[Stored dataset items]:
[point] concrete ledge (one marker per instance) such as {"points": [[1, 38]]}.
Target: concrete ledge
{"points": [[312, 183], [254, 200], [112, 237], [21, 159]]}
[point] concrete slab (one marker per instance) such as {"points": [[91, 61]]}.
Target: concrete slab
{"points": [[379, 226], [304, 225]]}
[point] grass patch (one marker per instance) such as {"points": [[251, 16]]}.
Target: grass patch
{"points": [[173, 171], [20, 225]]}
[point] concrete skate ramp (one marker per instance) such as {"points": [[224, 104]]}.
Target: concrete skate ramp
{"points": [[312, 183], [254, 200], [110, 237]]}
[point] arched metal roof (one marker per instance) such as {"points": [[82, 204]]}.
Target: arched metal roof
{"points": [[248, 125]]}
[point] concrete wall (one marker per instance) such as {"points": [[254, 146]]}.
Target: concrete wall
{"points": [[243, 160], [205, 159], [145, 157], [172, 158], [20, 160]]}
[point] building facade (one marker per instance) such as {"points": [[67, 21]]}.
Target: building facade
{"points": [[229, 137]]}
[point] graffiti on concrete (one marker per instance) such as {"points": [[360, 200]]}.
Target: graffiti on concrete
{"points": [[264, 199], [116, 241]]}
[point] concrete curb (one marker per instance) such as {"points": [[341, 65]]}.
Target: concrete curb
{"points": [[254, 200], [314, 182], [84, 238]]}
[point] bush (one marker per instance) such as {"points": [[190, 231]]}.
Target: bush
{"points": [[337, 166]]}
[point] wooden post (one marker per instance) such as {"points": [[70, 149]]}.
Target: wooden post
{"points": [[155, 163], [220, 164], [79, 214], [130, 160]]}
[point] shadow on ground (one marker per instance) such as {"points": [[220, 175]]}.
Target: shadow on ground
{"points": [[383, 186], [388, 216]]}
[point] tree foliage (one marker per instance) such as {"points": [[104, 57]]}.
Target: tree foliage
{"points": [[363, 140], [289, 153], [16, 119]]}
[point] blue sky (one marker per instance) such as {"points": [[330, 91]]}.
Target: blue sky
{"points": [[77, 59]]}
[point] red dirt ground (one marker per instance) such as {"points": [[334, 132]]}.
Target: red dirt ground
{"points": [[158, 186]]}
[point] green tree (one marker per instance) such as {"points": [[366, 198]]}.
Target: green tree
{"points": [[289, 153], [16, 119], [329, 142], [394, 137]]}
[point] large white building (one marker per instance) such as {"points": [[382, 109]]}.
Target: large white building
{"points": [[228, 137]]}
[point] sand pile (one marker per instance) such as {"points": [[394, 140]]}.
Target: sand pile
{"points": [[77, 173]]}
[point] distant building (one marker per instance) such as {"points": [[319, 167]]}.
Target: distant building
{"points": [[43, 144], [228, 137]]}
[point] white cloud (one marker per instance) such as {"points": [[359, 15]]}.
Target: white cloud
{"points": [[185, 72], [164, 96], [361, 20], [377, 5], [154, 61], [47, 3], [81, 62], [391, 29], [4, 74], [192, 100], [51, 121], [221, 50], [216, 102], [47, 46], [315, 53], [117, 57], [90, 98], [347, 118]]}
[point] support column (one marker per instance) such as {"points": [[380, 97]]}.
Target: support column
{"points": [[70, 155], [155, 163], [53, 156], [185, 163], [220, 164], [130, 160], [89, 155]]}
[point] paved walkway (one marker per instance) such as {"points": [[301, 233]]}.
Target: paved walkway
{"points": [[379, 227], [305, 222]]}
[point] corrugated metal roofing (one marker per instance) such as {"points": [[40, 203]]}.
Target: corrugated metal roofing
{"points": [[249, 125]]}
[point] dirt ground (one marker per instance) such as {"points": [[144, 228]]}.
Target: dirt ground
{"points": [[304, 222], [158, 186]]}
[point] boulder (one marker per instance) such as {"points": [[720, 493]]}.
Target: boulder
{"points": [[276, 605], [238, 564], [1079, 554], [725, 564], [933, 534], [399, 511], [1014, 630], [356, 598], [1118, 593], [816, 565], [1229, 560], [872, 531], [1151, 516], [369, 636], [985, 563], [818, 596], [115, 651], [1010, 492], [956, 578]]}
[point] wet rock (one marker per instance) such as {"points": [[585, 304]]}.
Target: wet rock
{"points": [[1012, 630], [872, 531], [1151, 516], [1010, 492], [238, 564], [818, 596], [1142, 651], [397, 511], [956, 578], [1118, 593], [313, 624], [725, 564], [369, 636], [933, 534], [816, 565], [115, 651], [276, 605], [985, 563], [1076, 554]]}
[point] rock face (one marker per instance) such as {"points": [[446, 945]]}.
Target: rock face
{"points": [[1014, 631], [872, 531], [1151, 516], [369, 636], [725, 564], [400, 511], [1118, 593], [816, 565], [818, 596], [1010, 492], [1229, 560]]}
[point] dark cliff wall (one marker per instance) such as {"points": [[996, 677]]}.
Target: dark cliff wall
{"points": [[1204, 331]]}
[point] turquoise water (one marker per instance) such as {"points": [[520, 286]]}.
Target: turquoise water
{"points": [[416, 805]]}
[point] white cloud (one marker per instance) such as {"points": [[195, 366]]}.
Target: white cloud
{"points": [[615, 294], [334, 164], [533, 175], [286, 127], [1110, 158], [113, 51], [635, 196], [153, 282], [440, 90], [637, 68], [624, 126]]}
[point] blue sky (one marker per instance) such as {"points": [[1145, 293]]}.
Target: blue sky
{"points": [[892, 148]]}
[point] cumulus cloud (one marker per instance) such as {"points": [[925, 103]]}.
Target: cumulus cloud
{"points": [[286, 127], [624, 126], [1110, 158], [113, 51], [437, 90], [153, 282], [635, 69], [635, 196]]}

[Exercise objective]:
Copy out every item above word for word, with no changes.

[Solution for this task]:
[point] concrete ledge (one marker per instance) such as {"points": [[1, 38]]}.
Target: concrete ledge
{"points": [[312, 183], [254, 200], [112, 237], [21, 159]]}
[point] concrete slab (one marker per instance) such as {"points": [[91, 61]]}.
Target: concrete slab
{"points": [[379, 226], [304, 225]]}
[point] grass patch (one marker per instance) such as {"points": [[251, 16]]}.
Target: grass patch
{"points": [[173, 171], [20, 225]]}
[point] concrete skate ramp (one marker per instance) such as {"points": [[224, 104]]}.
Target: concrete skate ramp
{"points": [[312, 183], [254, 200], [110, 237]]}
[point] arched metal roof (one marker per instance) such as {"points": [[82, 204]]}.
Target: arched metal roof
{"points": [[248, 125]]}
[point] concrete wall (one marker per instance) such as {"points": [[254, 146]]}.
Target: concrete wall
{"points": [[243, 160], [205, 159], [145, 157], [172, 158], [20, 160]]}
[point] building facade (one marker per instance) such as {"points": [[67, 21]]}.
Target: building facade
{"points": [[229, 137]]}
[point] graffiti on concrete (one marker per instance) such as {"points": [[360, 200]]}.
Target: graffiti on concrete
{"points": [[264, 199], [116, 241]]}
[point] concrete curb (one marker per instance) such as {"points": [[341, 65]]}.
Target: concrete curb
{"points": [[254, 200], [314, 182], [84, 238]]}
[point] bush (one marker per instance) such as {"points": [[190, 231]]}.
Target: bush
{"points": [[337, 166]]}
[point] wooden post (one marker per instance) such as {"points": [[70, 149]]}.
Target: wooden post
{"points": [[155, 163], [220, 164], [79, 214], [130, 160]]}
[point] shadow on ground (one marker per instance) such as {"points": [[220, 175]]}.
Target: shadow on ground
{"points": [[383, 186], [388, 216]]}
[point] tree foliage (one marker per instance) such as {"points": [[104, 57]]}.
Target: tree foliage
{"points": [[363, 140], [289, 153], [16, 119]]}
[point] blue sky (one marker per instance) such as {"points": [[330, 91]]}.
Target: blue sky
{"points": [[77, 59]]}
[point] red dirt ground (one marker per instance) such as {"points": [[334, 132]]}.
Target: red dirt ground
{"points": [[158, 186]]}
[point] green tree (one marker per instance) such as {"points": [[366, 198]]}.
Target: green tree
{"points": [[289, 153], [16, 119], [329, 142], [394, 137]]}
[point] large white building (one marker per instance) such as {"points": [[382, 109]]}.
Target: large white building
{"points": [[228, 137]]}
[point] sand pile (one marker per instance) such as {"points": [[394, 140]]}.
Target: sand pile
{"points": [[77, 173]]}
[point] distant building (one marker per instance) such as {"points": [[319, 167]]}.
Target: distant building
{"points": [[43, 144], [228, 137]]}
[point] white cloud (one marker per instance) such as {"points": [[359, 15]]}.
Target: white cloud
{"points": [[185, 72], [164, 96], [361, 20], [377, 5], [154, 61], [47, 3], [81, 62], [391, 29], [4, 74], [192, 100], [51, 121], [221, 50], [216, 102], [47, 46], [315, 53], [117, 57], [90, 98], [347, 118]]}
[point] support column (one marker per instance) such as {"points": [[380, 97]]}.
Target: support column
{"points": [[70, 155], [155, 163], [53, 156], [185, 163], [220, 164], [130, 160], [89, 155]]}
[point] paved walkway (one marker per instance) such as {"points": [[301, 233]]}.
Target: paved walkway
{"points": [[379, 227], [305, 222]]}
[point] corrugated metal roofing (one marker per instance) such as {"points": [[40, 203]]}.
Target: corrugated metal roofing
{"points": [[249, 125]]}
[point] dirt ground (one marker per instance) such as {"points": [[144, 228]]}.
Target: dirt ground
{"points": [[304, 222], [158, 186]]}
[point] boulder (one marker per instance) such as {"points": [[720, 493]]}.
Target: boulder
{"points": [[276, 605], [238, 564], [1079, 554], [725, 564], [933, 534], [399, 511], [1014, 630], [356, 598], [1118, 593], [816, 565], [1229, 560], [872, 531], [1151, 516], [369, 636], [985, 563], [818, 596], [115, 651], [1010, 492], [956, 578]]}
[point] wet rock (one marker per instance) such as {"points": [[585, 304]]}.
Target: wet rock
{"points": [[1012, 630], [872, 531], [1151, 516], [1010, 492], [238, 564], [818, 596], [1142, 651], [397, 511], [956, 578], [1118, 593], [313, 624], [725, 564], [369, 636], [933, 534], [816, 565], [115, 651], [276, 605], [985, 563], [1076, 554]]}
[point] rock face (one marker per instance) such as {"points": [[446, 945]]}.
Target: rock face
{"points": [[1014, 631], [872, 531], [1151, 516], [369, 636], [725, 564], [400, 511], [1118, 593], [816, 565], [818, 596], [1010, 492], [1229, 560]]}
[point] dark cliff wall (one marker per instance) such as {"points": [[996, 677]]}.
Target: dark cliff wall
{"points": [[1204, 331]]}
[point] turquoise water (one marker per instance) such as {"points": [[520, 286]]}.
Target: turquoise water
{"points": [[416, 805]]}
[point] white cloud (one marker per instance) such as {"points": [[195, 366]]}.
Target: white cloud
{"points": [[615, 294], [334, 164], [533, 175], [286, 127], [1110, 158], [113, 51], [635, 196], [153, 282], [440, 90], [637, 68], [624, 126]]}
[point] blue sky (one marker per instance) such as {"points": [[1145, 293]]}.
Target: blue sky
{"points": [[892, 148]]}
[point] cumulus cloud (one marker per instance) such as {"points": [[925, 103]]}.
Target: cumulus cloud
{"points": [[286, 127], [624, 126], [1110, 158], [113, 51], [437, 90], [153, 282], [635, 69], [635, 196]]}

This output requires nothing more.